Locate each line in the material below that contains the word "target", and copy those lines.

════

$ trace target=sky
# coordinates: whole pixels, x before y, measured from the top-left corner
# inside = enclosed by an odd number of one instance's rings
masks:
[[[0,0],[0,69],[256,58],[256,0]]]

════

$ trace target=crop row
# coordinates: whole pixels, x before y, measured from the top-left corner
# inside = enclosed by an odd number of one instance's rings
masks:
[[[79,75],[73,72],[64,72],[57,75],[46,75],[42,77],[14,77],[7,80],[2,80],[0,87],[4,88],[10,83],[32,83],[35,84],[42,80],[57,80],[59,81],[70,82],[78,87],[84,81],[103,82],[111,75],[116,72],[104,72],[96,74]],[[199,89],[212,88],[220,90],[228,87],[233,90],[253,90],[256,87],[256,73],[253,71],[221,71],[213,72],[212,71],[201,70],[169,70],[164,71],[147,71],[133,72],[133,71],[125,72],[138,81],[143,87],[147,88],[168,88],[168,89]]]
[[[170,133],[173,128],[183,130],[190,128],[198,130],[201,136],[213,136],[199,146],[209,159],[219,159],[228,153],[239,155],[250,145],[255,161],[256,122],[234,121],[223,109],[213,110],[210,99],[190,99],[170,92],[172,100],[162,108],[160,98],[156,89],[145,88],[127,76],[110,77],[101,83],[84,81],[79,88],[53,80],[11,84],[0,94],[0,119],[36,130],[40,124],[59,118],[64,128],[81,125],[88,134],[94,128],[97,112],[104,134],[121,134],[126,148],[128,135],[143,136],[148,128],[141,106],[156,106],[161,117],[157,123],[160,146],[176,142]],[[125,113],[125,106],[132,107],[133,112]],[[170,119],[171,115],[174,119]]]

════

§ **SOLUTION BELOW**
$ trace target=sky
$ trace target=crop row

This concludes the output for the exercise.